[Dataset items]
================================

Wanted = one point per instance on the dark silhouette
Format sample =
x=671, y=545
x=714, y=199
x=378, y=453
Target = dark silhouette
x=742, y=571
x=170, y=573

================================

• _Short task_:
Give the records above again, word for word.

• _Exercise output_:
Wanted = one point per instance on the dark silhouette
Format sample =
x=671, y=545
x=714, y=199
x=378, y=453
Target = dark silhouette
x=742, y=571
x=170, y=573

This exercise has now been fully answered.